Stated problem: Copy the records below word for word, keeping every line in its original order.

Record set:
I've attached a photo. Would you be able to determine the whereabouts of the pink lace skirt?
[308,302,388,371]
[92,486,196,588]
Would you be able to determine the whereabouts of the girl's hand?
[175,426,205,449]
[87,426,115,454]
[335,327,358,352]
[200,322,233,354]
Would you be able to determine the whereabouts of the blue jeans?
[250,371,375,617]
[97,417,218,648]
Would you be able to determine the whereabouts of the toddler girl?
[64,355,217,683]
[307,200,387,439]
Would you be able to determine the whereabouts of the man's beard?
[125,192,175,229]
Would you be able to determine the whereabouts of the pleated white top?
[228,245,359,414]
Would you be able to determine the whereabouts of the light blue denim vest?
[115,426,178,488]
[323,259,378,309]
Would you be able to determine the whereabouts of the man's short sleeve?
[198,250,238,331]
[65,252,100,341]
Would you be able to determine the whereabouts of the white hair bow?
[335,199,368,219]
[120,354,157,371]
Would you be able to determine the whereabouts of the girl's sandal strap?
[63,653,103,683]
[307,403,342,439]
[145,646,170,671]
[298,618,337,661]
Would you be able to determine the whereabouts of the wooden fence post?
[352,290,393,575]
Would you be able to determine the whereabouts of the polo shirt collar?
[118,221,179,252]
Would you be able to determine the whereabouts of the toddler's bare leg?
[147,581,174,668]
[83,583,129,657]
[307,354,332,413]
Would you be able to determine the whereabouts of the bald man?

Answer:
I've attached a photo. Would you be able to determine the whereabouts of the pink lace skirt?
[308,302,388,371]
[92,486,196,588]
Would you be able to determine the whereabouts of the girl's hand?
[175,426,205,449]
[87,426,115,454]
[335,327,358,352]
[200,322,233,354]
Would you be able to determine the whereabouts of the blue jeans?
[250,371,375,617]
[97,417,218,648]
Would you be able to determine the whereabouts of the toddler girl?
[64,355,217,683]
[307,200,387,439]
Would you be able to determine the whereabouts of the man's beard?
[125,192,175,229]
Would you be able to determine the whereabouts of the pleated white top?
[228,245,359,414]
Would you be able to determine the whereabouts of the light blue denim vest?
[115,426,178,488]
[323,259,378,309]
Would you be able to determine the whereabouts of the man's short sleeve?
[198,250,238,331]
[65,252,100,341]
Would you be able to determine the whereabouts of the white hair bow?
[335,199,368,219]
[120,354,157,371]
Would you be able to determine the whereabouts of the girl's sandal strap?
[63,653,103,683]
[307,403,342,439]
[145,646,170,671]
[298,618,337,661]
Would you be able to determine the whereabouts of the wooden fence post?
[352,290,393,575]
Would you be able to determine the whereabouts of the polo shirt collar?
[118,221,179,252]
Would you be able to determine the whereabouts of the toddler's bare leg?
[147,581,174,668]
[83,583,129,657]
[307,354,332,413]
Would you be able to determine the whereabouts of the bald man?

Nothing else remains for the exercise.